- _Reading passage_:
— START —

# Tripletail



## HRTCTLR (Jul 27, 2014)

Sunday's trip was a lot calmer than Saturday's but it was still rough. I was going to hit close in public numbers for triggerfish before heading deep when I ran across some debris floating. I eased up to it and there were probably 10 tripletail holding under it. We managed to get 3 of them. The biggest is 19 inches and the smallest 15 inches. That is my new favorite fish to eat :yes: ended up returning to the dock after we caught them. Apparently conditions were too rough and sea sickness hit my buddy. Still a good day.


----------



## Jason (Oct 2, 2007)

Heck yeah, short and sweet....you better then me, my buddy gets sick----tough it out!!! hahaha


----------



## bcahn (Jan 10, 2013)

Sweet catch, thx for sharing!


----------



## MrFish (Aug 21, 2009)

— END —

- _Required actions_:
a - In the tripletail thread, how long was the biggest fish caught?
b - Retype everything in the tripletail thread from "## Jason (Oct" down to "thx for sharing!".

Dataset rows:

— START —

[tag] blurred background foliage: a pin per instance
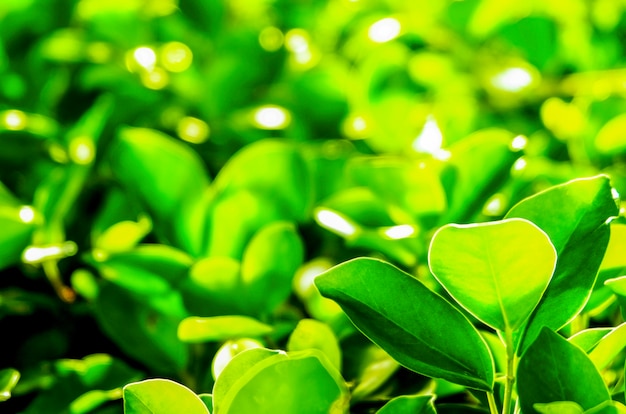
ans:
(162, 159)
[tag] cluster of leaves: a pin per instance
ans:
(312, 206)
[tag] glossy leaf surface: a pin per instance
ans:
(486, 268)
(161, 396)
(276, 384)
(416, 404)
(550, 370)
(219, 328)
(574, 215)
(404, 317)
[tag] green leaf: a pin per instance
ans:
(559, 407)
(147, 269)
(618, 286)
(296, 382)
(312, 334)
(467, 187)
(219, 328)
(404, 317)
(228, 351)
(235, 218)
(144, 326)
(148, 163)
(82, 385)
(574, 215)
(487, 268)
(589, 338)
(233, 372)
(409, 404)
(8, 379)
(17, 229)
(269, 265)
(213, 287)
(273, 169)
(161, 396)
(550, 370)
(609, 347)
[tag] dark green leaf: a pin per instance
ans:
(161, 396)
(404, 317)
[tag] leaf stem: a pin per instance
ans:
(493, 407)
(510, 372)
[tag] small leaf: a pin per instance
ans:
(8, 379)
(161, 396)
(409, 404)
(294, 383)
(404, 317)
(550, 370)
(312, 334)
(219, 328)
(609, 347)
(487, 268)
(273, 169)
(574, 215)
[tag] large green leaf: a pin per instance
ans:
(487, 268)
(149, 164)
(81, 385)
(574, 215)
(295, 382)
(161, 396)
(144, 326)
(551, 370)
(404, 317)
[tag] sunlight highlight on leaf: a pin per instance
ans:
(384, 30)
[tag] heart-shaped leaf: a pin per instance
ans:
(497, 270)
(574, 215)
(405, 318)
(161, 396)
(551, 370)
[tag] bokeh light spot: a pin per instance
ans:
(512, 80)
(193, 130)
(14, 120)
(176, 56)
(271, 117)
(145, 57)
(27, 214)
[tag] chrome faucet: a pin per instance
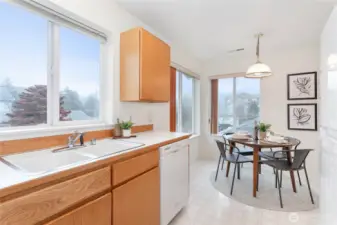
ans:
(74, 137)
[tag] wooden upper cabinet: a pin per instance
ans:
(144, 67)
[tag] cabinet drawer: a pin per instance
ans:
(38, 206)
(132, 167)
(138, 201)
(97, 212)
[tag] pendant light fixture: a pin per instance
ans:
(259, 69)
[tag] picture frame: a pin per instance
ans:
(302, 117)
(302, 86)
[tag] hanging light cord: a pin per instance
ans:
(258, 47)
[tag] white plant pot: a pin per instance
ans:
(127, 133)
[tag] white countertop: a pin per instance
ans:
(10, 176)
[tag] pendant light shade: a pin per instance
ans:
(259, 69)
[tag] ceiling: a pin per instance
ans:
(207, 28)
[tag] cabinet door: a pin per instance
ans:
(154, 68)
(138, 201)
(97, 212)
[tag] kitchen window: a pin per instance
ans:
(185, 102)
(50, 68)
(235, 104)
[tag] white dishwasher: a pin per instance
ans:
(174, 177)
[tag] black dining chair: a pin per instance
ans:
(235, 158)
(297, 164)
(243, 150)
(282, 155)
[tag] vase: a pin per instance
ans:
(126, 133)
(262, 135)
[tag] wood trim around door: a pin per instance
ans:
(173, 104)
(214, 106)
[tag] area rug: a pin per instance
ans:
(267, 196)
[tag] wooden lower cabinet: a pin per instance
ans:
(137, 202)
(97, 212)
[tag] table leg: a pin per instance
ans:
(292, 177)
(255, 169)
(231, 144)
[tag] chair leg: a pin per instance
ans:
(258, 182)
(306, 175)
(223, 161)
(233, 178)
(217, 170)
(239, 171)
(299, 177)
(276, 175)
(279, 188)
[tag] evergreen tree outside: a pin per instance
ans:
(31, 107)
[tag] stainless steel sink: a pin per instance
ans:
(39, 162)
(49, 160)
(108, 147)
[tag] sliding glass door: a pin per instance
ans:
(238, 104)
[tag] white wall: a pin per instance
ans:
(328, 198)
(110, 16)
(273, 95)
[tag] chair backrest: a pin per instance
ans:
(296, 142)
(225, 138)
(299, 157)
(222, 147)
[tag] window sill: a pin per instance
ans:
(33, 132)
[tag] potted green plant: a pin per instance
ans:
(263, 128)
(126, 127)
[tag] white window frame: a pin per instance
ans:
(234, 101)
(179, 76)
(42, 7)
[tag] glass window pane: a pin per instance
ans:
(79, 76)
(225, 105)
(177, 101)
(247, 103)
(187, 104)
(23, 67)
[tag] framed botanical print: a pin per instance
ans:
(302, 117)
(302, 86)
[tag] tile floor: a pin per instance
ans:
(207, 206)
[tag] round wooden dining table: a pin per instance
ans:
(257, 146)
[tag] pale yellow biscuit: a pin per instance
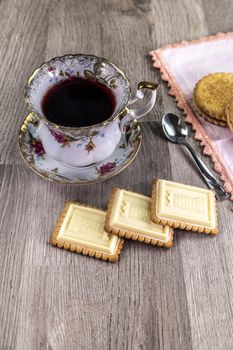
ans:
(212, 93)
(182, 206)
(128, 216)
(80, 229)
(229, 113)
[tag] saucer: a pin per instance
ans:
(40, 162)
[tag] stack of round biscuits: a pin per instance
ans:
(213, 98)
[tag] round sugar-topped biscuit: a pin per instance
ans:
(229, 114)
(212, 93)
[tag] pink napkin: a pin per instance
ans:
(182, 65)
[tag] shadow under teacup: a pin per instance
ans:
(83, 105)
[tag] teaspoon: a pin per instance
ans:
(177, 131)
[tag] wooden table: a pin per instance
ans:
(153, 298)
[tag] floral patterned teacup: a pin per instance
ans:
(83, 146)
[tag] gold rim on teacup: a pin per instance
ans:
(34, 75)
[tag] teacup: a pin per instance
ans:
(83, 146)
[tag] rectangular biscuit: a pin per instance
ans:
(128, 216)
(183, 206)
(81, 229)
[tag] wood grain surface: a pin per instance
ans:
(177, 299)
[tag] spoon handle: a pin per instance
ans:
(209, 178)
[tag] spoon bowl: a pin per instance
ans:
(174, 129)
(177, 131)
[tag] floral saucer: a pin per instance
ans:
(34, 155)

— END —

- _Solved problems_:
a - 19 inches

b -
## Jason (Oct 2, 2007)

Heck yeah, short and sweet....you better then me, my buddy gets sick----tough it out!!! hahaha


----------



## bcahn (Jan 10, 2013)

Sweet catch, thx for sharing!